### ENTRIES SHOWN
** Begin **

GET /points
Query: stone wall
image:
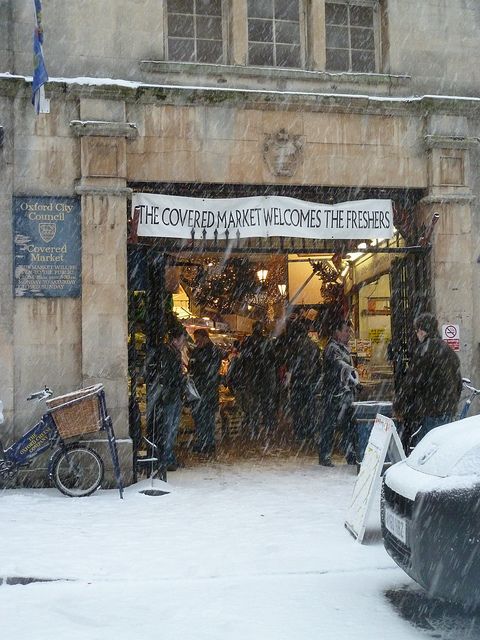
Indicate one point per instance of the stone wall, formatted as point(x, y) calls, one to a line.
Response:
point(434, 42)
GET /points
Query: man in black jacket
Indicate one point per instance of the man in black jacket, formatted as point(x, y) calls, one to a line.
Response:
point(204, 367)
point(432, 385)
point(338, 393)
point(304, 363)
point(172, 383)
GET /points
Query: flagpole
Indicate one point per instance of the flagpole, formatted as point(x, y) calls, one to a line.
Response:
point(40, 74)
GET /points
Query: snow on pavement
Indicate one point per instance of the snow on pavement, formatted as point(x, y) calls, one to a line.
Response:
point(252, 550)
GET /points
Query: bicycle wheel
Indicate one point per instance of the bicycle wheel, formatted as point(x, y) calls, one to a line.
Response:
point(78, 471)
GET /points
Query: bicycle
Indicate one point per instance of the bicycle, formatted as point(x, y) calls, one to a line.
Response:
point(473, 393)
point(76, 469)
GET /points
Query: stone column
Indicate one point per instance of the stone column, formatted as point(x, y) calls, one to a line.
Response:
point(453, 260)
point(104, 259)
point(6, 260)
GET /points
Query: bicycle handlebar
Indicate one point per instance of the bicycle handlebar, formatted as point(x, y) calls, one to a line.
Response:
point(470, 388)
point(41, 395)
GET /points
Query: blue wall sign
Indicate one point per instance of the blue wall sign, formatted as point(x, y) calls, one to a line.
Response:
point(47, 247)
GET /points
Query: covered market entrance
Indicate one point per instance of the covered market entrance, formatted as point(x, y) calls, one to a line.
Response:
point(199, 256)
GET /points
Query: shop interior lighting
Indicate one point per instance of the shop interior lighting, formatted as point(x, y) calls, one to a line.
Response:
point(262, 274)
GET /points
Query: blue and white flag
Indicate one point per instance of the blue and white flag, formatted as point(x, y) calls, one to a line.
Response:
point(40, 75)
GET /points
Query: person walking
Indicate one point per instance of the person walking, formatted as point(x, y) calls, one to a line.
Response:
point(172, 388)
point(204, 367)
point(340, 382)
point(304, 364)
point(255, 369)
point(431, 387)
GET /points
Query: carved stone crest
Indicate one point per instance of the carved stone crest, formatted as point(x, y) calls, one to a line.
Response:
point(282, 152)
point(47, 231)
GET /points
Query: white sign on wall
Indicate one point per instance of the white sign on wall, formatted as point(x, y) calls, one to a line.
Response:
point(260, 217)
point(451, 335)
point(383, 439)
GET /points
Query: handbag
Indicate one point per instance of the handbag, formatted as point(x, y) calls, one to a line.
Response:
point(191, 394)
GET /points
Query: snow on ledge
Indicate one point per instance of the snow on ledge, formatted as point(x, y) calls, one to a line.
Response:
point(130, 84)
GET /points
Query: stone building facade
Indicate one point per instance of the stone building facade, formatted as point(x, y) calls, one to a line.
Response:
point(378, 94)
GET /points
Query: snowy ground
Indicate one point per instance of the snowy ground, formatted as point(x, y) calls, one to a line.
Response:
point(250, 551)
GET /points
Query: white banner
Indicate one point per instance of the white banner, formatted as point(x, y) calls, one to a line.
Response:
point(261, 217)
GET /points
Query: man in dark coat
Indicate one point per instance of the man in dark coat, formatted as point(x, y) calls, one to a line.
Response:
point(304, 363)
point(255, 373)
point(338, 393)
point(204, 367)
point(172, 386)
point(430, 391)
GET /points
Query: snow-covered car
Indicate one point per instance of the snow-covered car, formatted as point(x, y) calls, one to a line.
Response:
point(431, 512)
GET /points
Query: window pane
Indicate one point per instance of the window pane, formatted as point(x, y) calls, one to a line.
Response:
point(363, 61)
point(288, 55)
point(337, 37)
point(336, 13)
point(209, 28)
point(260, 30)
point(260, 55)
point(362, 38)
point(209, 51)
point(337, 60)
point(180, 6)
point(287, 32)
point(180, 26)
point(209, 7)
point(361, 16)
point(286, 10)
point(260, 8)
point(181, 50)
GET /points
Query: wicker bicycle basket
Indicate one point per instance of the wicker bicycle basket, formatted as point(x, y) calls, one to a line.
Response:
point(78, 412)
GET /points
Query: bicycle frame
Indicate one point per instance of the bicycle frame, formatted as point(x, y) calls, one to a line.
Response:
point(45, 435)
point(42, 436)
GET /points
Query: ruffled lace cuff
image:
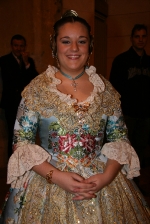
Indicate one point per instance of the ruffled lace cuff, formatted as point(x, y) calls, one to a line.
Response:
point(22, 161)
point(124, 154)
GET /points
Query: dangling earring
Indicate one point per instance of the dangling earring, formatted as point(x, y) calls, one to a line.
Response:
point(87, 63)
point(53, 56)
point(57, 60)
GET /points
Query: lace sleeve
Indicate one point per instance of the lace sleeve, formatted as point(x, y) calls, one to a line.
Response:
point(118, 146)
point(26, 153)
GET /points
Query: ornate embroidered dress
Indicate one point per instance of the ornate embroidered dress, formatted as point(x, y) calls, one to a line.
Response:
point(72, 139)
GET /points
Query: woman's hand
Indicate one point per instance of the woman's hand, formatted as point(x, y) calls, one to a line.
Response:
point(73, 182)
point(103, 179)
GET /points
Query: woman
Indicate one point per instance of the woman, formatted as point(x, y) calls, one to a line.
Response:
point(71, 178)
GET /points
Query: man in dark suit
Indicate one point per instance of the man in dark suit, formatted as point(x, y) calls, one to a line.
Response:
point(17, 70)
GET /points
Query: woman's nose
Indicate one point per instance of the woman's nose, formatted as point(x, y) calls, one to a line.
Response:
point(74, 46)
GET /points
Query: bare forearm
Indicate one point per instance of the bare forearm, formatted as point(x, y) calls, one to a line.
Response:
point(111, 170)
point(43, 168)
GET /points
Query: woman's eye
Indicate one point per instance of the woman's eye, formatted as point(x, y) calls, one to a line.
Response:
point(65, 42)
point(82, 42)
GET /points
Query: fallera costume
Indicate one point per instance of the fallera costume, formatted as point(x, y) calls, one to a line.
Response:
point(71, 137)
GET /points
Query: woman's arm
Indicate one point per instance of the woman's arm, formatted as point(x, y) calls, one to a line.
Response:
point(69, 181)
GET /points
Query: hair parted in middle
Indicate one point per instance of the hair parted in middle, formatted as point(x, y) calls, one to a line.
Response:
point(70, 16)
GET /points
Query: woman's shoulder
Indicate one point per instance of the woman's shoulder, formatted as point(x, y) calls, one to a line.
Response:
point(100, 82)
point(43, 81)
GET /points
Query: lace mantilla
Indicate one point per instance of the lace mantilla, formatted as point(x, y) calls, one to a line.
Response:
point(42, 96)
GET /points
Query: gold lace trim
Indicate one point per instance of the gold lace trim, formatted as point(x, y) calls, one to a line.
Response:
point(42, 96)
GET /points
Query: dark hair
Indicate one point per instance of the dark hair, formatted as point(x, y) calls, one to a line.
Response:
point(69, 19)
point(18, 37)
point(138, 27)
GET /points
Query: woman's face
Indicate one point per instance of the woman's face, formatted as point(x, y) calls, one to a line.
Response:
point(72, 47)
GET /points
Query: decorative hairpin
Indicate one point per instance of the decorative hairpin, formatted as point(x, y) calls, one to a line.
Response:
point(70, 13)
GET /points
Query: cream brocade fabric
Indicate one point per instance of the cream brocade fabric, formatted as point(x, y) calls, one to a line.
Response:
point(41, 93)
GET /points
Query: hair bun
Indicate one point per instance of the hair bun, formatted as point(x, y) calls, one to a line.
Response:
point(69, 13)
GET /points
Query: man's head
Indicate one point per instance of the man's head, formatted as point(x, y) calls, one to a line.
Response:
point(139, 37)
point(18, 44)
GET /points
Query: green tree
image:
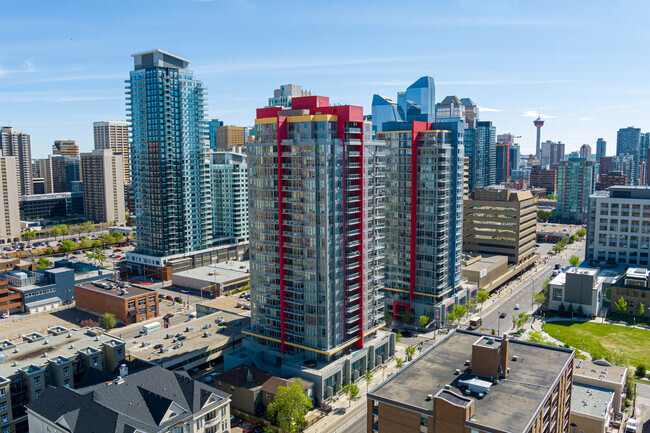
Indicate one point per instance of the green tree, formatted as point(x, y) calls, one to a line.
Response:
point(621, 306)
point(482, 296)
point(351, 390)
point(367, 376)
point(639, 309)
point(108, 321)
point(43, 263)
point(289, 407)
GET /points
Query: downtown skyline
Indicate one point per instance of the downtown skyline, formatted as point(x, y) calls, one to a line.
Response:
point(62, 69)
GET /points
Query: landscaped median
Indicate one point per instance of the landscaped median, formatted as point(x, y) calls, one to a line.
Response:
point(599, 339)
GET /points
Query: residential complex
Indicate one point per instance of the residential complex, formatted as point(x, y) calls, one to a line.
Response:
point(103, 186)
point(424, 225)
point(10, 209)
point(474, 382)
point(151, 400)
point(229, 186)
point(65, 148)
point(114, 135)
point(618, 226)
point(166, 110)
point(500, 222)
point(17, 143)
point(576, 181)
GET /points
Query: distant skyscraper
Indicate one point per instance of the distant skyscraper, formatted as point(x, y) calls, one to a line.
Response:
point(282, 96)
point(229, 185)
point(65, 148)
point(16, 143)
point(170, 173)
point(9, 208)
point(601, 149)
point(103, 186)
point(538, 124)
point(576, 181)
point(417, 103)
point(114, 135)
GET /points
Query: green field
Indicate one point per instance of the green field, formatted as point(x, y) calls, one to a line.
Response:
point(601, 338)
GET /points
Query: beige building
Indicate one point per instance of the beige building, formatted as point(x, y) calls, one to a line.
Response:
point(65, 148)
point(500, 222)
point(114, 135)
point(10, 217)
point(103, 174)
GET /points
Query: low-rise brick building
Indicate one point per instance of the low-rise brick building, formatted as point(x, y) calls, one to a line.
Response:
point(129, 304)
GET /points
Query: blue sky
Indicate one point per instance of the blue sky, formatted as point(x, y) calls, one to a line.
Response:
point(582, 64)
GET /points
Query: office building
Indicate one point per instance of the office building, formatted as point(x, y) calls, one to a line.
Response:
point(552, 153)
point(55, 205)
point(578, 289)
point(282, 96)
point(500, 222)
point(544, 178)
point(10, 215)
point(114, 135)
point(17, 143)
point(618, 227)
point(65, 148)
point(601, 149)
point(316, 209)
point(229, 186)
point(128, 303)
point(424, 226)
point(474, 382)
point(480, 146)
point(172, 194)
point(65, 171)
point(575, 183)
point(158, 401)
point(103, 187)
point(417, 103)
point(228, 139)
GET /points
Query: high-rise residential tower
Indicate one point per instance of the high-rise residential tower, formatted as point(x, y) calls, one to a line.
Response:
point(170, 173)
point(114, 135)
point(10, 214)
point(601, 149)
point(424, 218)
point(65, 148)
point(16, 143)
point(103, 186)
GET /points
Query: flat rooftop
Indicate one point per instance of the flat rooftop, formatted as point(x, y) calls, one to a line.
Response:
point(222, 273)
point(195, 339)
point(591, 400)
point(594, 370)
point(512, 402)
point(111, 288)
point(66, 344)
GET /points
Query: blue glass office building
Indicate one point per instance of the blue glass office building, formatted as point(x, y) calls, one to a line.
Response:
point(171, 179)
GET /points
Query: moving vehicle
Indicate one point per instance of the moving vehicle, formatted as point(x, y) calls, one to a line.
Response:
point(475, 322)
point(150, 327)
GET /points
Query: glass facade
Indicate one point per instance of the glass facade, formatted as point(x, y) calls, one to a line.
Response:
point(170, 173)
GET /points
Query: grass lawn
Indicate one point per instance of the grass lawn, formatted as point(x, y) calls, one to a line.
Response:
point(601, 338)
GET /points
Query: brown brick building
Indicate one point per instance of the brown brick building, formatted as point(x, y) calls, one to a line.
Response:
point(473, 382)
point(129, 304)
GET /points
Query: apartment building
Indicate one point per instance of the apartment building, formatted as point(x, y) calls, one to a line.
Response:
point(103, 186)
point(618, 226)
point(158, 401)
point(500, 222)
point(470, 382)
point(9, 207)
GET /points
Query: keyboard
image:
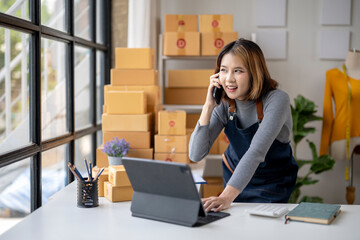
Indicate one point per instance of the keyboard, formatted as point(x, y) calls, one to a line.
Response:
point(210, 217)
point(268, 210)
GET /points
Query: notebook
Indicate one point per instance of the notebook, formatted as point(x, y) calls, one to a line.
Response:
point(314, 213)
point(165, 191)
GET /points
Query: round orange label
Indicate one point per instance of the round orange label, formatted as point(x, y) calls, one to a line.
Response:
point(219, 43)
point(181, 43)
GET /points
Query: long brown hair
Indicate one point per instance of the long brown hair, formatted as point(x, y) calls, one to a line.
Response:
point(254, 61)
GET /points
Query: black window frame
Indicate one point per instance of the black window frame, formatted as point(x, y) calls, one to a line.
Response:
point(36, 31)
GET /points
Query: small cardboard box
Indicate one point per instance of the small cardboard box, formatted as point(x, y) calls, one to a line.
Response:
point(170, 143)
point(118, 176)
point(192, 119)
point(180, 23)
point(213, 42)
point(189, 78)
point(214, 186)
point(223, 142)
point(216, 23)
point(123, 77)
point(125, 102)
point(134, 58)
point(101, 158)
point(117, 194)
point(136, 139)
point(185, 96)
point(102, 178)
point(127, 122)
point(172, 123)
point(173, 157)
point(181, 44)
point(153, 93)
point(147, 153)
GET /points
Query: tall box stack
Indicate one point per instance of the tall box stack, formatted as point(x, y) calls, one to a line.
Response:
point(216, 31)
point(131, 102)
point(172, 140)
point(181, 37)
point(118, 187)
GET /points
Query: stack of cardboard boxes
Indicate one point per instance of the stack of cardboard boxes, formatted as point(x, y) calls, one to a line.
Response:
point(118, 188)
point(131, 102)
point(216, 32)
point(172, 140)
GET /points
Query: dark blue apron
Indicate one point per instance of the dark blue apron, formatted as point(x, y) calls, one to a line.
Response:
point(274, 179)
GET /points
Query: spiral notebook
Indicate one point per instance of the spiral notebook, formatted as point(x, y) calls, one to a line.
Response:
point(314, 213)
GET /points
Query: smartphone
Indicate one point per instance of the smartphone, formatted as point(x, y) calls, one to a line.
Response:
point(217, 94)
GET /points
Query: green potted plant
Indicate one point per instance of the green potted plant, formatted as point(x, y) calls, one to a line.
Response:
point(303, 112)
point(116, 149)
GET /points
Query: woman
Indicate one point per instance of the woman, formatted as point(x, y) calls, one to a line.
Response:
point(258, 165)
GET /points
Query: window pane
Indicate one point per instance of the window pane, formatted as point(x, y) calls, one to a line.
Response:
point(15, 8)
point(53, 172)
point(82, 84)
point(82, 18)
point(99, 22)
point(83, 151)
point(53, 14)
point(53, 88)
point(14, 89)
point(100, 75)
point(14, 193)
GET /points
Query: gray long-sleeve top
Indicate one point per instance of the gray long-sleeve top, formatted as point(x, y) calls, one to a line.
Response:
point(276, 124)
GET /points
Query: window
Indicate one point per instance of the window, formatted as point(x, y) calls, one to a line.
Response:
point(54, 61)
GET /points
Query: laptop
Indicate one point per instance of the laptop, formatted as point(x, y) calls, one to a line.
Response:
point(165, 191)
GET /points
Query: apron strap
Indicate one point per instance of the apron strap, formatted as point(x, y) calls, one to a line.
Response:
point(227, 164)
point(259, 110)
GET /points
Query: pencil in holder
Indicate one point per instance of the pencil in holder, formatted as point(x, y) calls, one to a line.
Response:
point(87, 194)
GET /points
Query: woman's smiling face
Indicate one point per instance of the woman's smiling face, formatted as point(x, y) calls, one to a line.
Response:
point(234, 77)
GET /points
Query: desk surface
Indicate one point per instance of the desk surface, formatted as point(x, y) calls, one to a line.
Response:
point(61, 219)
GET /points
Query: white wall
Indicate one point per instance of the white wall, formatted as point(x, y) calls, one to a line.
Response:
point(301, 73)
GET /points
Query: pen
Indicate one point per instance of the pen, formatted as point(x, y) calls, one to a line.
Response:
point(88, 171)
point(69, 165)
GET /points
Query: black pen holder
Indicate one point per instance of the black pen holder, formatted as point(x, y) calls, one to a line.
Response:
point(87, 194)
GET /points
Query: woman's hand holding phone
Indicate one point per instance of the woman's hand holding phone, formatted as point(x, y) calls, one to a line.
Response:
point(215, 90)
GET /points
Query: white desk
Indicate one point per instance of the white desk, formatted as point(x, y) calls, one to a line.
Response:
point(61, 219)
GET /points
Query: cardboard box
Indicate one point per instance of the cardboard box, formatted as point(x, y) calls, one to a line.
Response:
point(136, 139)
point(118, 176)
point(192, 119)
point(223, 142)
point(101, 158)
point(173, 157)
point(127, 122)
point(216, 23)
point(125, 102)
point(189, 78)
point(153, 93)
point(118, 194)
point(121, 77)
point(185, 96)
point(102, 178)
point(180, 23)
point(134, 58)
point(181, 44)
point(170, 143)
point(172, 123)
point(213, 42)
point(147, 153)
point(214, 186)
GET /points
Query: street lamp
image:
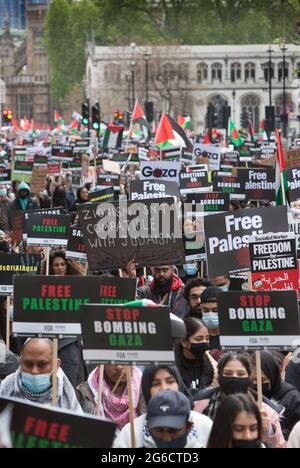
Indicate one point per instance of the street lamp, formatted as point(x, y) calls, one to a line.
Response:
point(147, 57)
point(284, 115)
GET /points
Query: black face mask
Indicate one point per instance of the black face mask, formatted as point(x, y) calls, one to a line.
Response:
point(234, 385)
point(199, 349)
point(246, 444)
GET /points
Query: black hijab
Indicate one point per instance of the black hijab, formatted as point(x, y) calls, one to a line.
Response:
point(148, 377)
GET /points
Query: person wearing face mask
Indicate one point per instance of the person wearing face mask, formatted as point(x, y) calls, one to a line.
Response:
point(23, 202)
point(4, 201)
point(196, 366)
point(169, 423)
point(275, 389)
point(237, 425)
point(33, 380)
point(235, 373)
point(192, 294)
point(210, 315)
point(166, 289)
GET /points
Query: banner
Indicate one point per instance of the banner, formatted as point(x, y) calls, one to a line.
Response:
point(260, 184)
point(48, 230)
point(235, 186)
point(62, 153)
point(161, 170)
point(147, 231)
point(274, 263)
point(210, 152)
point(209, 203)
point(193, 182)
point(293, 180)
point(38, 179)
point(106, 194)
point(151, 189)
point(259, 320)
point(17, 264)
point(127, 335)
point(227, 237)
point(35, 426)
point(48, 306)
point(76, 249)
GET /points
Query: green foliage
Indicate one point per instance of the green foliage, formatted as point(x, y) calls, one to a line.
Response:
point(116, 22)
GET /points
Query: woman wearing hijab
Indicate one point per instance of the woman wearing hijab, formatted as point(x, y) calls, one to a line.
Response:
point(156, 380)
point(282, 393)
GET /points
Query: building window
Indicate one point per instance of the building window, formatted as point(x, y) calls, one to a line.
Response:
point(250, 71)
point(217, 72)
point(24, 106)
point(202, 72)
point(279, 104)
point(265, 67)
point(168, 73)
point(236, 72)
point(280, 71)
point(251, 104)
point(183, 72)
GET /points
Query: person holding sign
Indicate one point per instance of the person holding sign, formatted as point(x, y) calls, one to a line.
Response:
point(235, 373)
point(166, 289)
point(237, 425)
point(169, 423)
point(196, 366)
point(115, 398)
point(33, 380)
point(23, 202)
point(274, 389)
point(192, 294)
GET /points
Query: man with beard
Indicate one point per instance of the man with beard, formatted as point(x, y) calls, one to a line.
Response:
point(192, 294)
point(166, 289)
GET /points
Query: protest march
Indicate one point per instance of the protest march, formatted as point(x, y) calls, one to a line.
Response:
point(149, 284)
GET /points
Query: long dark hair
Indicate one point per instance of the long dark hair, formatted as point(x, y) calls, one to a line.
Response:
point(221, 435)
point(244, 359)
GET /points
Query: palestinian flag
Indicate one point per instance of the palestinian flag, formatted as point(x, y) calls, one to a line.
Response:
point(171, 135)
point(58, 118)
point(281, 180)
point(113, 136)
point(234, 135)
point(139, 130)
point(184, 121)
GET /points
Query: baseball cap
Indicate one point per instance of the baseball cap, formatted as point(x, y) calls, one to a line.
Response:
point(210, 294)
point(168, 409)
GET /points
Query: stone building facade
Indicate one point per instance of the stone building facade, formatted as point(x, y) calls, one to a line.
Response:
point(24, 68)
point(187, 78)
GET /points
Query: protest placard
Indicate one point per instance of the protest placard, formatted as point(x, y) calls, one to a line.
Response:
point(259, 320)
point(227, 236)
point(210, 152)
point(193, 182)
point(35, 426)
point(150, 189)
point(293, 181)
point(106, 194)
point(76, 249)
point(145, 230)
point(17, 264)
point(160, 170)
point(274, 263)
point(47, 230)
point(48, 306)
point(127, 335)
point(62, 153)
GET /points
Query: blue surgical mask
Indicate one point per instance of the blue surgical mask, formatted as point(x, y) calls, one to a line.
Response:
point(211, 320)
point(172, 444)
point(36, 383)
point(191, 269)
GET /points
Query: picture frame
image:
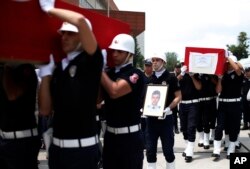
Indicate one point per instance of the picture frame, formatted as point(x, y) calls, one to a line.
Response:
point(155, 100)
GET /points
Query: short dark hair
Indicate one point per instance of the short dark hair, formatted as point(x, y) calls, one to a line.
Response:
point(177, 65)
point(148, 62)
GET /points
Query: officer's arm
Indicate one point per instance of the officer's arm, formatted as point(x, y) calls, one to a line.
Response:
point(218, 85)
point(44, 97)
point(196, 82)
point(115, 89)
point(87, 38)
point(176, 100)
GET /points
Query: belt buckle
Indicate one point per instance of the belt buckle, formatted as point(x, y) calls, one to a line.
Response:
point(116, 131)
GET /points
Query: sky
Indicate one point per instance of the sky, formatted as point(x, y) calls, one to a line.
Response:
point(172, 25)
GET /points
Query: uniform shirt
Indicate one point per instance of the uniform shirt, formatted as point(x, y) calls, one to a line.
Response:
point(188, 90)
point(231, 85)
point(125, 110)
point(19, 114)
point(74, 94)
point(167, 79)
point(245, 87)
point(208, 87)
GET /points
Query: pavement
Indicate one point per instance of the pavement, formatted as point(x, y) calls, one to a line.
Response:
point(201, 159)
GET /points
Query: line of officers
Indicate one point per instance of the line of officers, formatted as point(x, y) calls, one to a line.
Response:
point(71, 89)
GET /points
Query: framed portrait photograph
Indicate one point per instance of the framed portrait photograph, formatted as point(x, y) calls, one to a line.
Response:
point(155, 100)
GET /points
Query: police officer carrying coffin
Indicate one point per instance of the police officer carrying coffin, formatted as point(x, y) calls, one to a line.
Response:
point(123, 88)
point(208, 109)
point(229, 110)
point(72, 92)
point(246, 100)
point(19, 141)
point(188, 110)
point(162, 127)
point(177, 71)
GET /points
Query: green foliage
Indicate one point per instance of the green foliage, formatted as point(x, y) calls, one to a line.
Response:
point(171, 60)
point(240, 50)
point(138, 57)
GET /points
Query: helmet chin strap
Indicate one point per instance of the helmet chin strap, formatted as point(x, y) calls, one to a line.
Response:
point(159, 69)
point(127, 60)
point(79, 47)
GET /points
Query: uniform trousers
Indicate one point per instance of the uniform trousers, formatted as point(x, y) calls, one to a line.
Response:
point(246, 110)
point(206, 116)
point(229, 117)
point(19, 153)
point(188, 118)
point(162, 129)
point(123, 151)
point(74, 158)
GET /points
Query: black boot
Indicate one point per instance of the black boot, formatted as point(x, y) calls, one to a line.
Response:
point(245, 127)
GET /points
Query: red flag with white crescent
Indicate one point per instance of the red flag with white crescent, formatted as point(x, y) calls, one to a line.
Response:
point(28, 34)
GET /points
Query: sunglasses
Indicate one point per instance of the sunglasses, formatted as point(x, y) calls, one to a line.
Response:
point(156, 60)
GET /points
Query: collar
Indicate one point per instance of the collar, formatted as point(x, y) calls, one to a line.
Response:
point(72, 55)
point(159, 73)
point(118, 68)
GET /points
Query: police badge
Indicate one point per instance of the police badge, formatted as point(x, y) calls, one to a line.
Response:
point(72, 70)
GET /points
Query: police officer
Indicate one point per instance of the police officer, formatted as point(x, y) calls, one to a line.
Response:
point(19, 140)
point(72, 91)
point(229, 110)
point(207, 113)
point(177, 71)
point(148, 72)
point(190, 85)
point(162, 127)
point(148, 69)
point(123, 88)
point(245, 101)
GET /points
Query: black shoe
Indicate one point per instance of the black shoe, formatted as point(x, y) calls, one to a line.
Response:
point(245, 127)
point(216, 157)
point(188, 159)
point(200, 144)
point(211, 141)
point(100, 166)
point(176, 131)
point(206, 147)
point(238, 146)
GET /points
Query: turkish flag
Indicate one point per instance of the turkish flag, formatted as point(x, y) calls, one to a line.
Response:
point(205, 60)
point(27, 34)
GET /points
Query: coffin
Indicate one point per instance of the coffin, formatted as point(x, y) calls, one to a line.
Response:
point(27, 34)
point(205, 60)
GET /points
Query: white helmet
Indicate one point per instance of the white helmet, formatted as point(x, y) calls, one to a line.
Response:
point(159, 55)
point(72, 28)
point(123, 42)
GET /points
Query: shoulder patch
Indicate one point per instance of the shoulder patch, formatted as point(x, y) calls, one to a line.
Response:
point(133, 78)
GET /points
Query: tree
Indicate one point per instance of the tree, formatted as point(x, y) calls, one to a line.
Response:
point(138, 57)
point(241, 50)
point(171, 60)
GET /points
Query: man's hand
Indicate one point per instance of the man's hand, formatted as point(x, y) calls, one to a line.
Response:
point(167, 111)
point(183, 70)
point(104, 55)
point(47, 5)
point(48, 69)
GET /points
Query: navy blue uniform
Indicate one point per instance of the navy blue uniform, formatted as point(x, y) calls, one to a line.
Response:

** End **

### GOAL
Tally the lines in the records that contain the string "carved", and reply with only the number.

### WRITTEN REPLY
2